── RECORDS

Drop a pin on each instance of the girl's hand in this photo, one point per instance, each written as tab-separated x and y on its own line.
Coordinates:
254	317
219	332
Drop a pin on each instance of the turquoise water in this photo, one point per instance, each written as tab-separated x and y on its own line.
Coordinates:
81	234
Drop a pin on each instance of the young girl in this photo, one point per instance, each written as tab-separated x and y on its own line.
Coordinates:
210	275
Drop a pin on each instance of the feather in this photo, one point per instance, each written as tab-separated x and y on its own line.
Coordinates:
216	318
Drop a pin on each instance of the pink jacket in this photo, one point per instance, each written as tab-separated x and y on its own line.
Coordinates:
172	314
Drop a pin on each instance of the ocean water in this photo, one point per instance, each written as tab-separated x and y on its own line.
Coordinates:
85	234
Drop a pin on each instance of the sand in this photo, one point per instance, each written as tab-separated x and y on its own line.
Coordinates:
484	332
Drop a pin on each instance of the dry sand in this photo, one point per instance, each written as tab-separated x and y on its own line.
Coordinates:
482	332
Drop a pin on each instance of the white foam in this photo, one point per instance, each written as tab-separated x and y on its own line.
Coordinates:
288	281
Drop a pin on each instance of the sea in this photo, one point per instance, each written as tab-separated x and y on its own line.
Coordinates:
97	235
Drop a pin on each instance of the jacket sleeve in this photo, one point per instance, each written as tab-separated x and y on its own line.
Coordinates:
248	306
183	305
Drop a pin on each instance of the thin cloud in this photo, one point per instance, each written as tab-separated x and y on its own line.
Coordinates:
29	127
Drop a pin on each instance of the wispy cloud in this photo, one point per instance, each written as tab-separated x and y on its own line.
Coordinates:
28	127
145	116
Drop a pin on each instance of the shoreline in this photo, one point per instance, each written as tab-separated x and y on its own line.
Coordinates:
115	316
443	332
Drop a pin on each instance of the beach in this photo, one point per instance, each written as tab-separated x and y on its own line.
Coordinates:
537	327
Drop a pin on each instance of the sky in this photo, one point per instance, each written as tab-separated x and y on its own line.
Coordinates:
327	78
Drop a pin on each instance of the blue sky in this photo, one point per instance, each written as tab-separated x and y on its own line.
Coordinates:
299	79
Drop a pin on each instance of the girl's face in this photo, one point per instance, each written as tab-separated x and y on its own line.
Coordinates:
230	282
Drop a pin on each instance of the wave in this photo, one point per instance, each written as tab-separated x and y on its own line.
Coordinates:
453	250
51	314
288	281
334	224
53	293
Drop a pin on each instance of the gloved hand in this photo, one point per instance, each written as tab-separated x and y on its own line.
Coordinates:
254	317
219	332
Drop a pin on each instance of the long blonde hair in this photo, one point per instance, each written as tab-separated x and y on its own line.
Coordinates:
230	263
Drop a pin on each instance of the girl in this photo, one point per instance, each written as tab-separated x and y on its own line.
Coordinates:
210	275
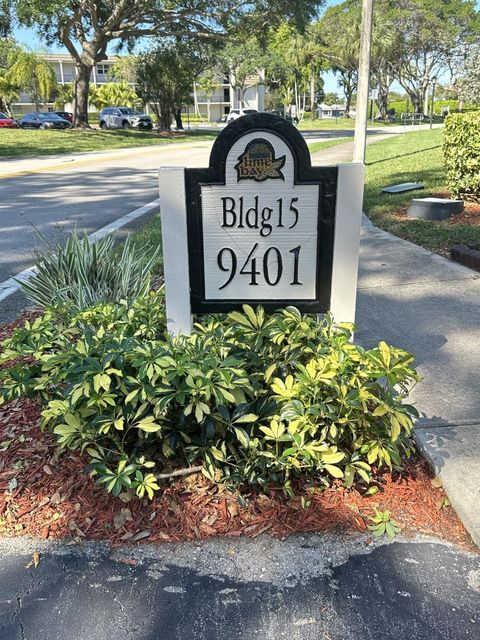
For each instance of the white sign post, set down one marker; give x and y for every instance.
(260, 226)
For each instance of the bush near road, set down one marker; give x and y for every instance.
(22, 144)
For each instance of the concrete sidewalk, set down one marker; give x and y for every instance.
(430, 306)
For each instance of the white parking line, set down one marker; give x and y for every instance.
(11, 285)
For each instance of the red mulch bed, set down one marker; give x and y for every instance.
(44, 493)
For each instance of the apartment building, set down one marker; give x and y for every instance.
(64, 73)
(217, 105)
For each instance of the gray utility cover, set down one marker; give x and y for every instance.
(405, 186)
(434, 208)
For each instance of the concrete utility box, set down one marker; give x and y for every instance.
(434, 208)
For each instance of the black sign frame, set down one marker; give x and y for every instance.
(304, 174)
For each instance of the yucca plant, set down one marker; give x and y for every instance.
(82, 274)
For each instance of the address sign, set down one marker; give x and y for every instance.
(260, 222)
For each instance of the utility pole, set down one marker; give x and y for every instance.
(360, 138)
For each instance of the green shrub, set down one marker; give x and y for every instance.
(253, 398)
(461, 148)
(82, 274)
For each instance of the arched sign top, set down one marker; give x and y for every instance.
(260, 225)
(257, 123)
(261, 220)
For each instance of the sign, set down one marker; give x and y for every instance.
(259, 226)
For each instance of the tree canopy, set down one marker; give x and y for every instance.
(87, 27)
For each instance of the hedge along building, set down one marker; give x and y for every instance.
(217, 105)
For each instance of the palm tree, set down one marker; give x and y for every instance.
(34, 75)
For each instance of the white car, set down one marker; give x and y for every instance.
(237, 113)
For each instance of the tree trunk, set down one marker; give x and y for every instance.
(312, 93)
(80, 103)
(382, 102)
(348, 103)
(177, 114)
(36, 98)
(195, 100)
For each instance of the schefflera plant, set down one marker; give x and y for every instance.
(249, 398)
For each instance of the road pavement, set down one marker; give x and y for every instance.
(312, 587)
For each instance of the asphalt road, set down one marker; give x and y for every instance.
(83, 192)
(305, 588)
(85, 196)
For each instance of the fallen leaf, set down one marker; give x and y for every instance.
(141, 535)
(122, 517)
(34, 562)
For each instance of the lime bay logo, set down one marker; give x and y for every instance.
(258, 162)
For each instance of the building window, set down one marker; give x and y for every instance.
(102, 69)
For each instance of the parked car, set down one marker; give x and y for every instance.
(7, 122)
(66, 115)
(124, 118)
(44, 120)
(282, 114)
(238, 113)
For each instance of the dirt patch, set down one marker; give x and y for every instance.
(45, 493)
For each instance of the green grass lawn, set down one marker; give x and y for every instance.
(20, 143)
(413, 157)
(147, 238)
(339, 123)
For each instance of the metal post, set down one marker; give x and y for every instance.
(360, 139)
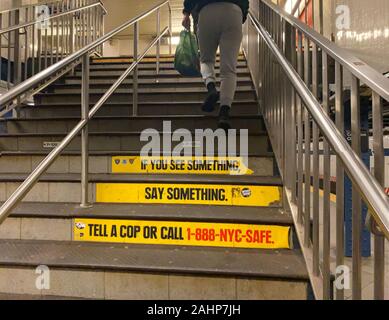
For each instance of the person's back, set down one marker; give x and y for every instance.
(219, 25)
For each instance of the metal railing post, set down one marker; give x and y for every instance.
(135, 76)
(84, 133)
(170, 29)
(159, 42)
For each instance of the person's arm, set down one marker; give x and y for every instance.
(188, 7)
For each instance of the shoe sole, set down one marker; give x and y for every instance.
(210, 103)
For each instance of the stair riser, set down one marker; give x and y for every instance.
(149, 66)
(145, 97)
(148, 73)
(64, 88)
(163, 82)
(106, 284)
(108, 143)
(46, 111)
(123, 125)
(263, 167)
(63, 229)
(57, 192)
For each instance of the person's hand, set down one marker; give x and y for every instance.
(186, 23)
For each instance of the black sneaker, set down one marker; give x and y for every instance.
(224, 118)
(211, 99)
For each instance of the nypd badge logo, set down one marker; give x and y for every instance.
(246, 193)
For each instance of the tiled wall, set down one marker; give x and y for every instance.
(368, 37)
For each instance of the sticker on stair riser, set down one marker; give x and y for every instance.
(180, 165)
(182, 233)
(222, 195)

────

** WORK TO COMPLETE **
Copy all of the material above word for word, from start to finish, without the pictures.

** RESULT FOR THIS EXERCISE **
Drop a pin on each instance of the girl's hand in this photo, one point per instance, each written as tab-separated x and y on its own line.
Coordinates:
254	317
219	332
Drop a pin on each instance of the turquoise water in this photo, one point per instance, each written as tab-separated x and y on its own line.
Coordinates:
81	234
Drop a pin on each instance of the young girl in this photo, one point per instance, each written as tab-separated x and y on its own line.
Coordinates:
210	275
Drop a pin on each instance of the feather in this photo, one point per instance, each written as tab-separated x and y on its own line.
Coordinates:
216	318
Drop a pin on each instance of the pink jacket in this photo, one point per instance, each written as tab-separated x and y on its own line.
Coordinates:
172	314
Drop a pin on each instance of the ocean water in this photo, one point per instance, each written as tab-separated x and y on its own line.
Coordinates:
85	234
Drop a pin on each instance of the sand in this photo, one point per instance, each written as tab-separated x and y on its own line.
Coordinates:
484	332
Drop a pin on each instance of the dry sand in this photo, one point per instance, each written as tab-separated x and y on its own line.
Coordinates:
482	332
Drop a pin on each instance of the white foam in this photo, one point per instance, each written as tab-separated x and y on its own line.
Coordinates:
288	281
Drop a pin on each instance of the sea in this photo, one point per instance, each written as tab-separated x and y on its own line.
Coordinates:
97	235
Drop a pin on each instance of the jacket sleeve in this photo, one point per instance, each written as tab-separated x and y on its own line.
Coordinates:
248	306
183	305
Drop a pin on each instance of the thin cloud in this photo, one point per instance, each written as tab-separated x and y on its own line.
Coordinates:
29	127
Drop a pin on each instance of the wispy cloud in this photo, one point per instance, each written as tab-separated x and y on its own line.
Coordinates:
28	127
145	116
Drop a pin on each instance of the shoreline in this photo, one point per instance, each written as tab-separated x and y on its own line.
Coordinates:
115	316
443	332
Drop a pin on each instance of the beach in this photo, one point per instance, each written as tab-separated x and y on its own line.
Coordinates:
537	327
Drop a pin on each instance of the sky in this photo, one point per instance, each written as tab-separated x and y on its own line.
Coordinates:
327	78
Drop a pin on each instance of the blue sky in this photo, one point per instance, each written as tab-separated x and y on its own line.
Coordinates:
299	79
Drop a pin on each instance of the girl's face in this photo, one point per instance, each written as tab-separated x and y on its own line.
Coordinates:
230	282
Drop a pin on each instance of the wave in this photo, one point per instance, each written as tab-separated x and y on its own line.
Coordinates:
453	250
51	314
288	281
334	224
53	293
Drop a pin on each instance of the gloved hand in this photo, one point per instance, each written as tab-separated x and y on its own line.
Coordinates:
254	317
219	332
Drop a pin on each instance of the long blonde hair in this photo, one point per instance, each written as tab-separated x and y on its own line.
Coordinates:
230	263
Drop a pin on each instance of the girl in this photo, one point per instance, each written as tab-separated x and y on its own line.
Coordinates:
210	275
For each instance of the white sign post, set down one marker; give x and y for every instance.
(260, 226)
For each instance of the bush near road, set down one marker; give x and y for every instance.
(22, 144)
For each instance of the concrete sidewalk, set down one marker; give x and y for every instance.
(430, 306)
For each instance of the white parking line, set down one marker; give x and y for every instance.
(11, 285)
For each instance of the red mulch bed, set down one marker; give x and y for every instance.
(44, 493)
For each instance of the apartment building, set down one marker; give x and y for every instance.
(64, 73)
(217, 105)
For each instance of the gray utility cover, set down one marker; give x and y for every instance.
(405, 186)
(434, 208)
For each instance of the concrete utility box, set down one marker; give x and y for every instance.
(434, 208)
For each instance of the black sign frame, set down one marker; give x and y for every instance.
(304, 174)
For each instance of the yucca plant, set down one marker; give x and y for every instance.
(82, 274)
For each instance of the address sign, set down one marker; give x and y for every instance.
(260, 222)
For each instance of the utility pole, set down one marker; give x and y for every instance.
(360, 138)
For each instance of the green shrub, set down one marker; give x and y for every instance.
(253, 398)
(461, 148)
(82, 274)
For each instance of the arched sign top, set down one marker; give x and y for every instance.
(260, 225)
(257, 123)
(261, 220)
For each instance of the sign, set down one marker; give x and y for every instance.
(259, 226)
For each instance of the tree canopy, set down one marker; give x and y for every instance.
(87, 27)
For each instance of the hedge along building, set down one marker; give x and y for every instance.
(217, 105)
For each instance of the palm tree, set down one marker; give x and y for every instance.
(34, 75)
For each instance of the white car, set down one marker; give x and y for every instance.
(237, 113)
For each instance of the tree trunk, set down one marker; give x and y for every instance.
(312, 93)
(80, 103)
(382, 102)
(348, 103)
(177, 114)
(36, 98)
(195, 100)
For each instance of the schefflera plant, set down one marker; give x and y for every instance.
(249, 398)
For each instance of the road pavement, set down one marker; give x and y for every instance.
(312, 587)
For each instance of the asphalt road, set down one marker; give x and y for every instance.
(83, 192)
(305, 588)
(85, 196)
For each instance of the fallen leaf, set down one marker; give x and y for every instance.
(141, 535)
(122, 517)
(34, 562)
For each instance of the lime bay logo, set down one marker; give x and y for every instance.
(258, 162)
For each instance of the building window, set down one marker; give x and y for every instance.
(102, 69)
For each instance of the parked car, set down one marker; give x and y for every instance.
(7, 122)
(66, 115)
(124, 118)
(44, 120)
(282, 114)
(238, 113)
For each instance of the dirt patch, set down one marker; give x and y for every instance.
(45, 493)
For each instance of the green grass lawn, set down one marker; give x and y for every instance.
(20, 143)
(413, 157)
(147, 238)
(339, 123)
For each instance of the metal post, set down one marker; give x and y for every instance.
(360, 139)
For each instance of the person's back, set down one marker; give x and y for every instance.
(219, 25)
For each instance of the metal railing post, set down one marker; give x and y for every instance.
(135, 76)
(84, 133)
(170, 29)
(159, 42)
For each instance of the person's arm, set down one marker; give x and y for every instance.
(188, 7)
For each instance of the shoe sole, set down one marker; give x and y for every instance.
(210, 103)
For each instance of the stair riser, set down one marker; give x and y for every instance.
(149, 66)
(145, 97)
(148, 73)
(64, 88)
(163, 82)
(106, 284)
(108, 143)
(46, 111)
(123, 125)
(263, 167)
(63, 229)
(57, 192)
For each instance of the person's hand, set down one marker; give x and y for every instance.
(186, 23)
For each instance of the black sneaker, set down one marker; give x and y for every instance.
(224, 118)
(211, 99)
For each instance of the nypd badge logo, set down one marker; give x and y for every instance.
(246, 193)
For each instance of the tiled wall, set down one marker; give x and y for every instance.
(368, 37)
For each instance of the sticker on stair riser, set down one marker; give x and y for every instance.
(180, 165)
(182, 233)
(222, 195)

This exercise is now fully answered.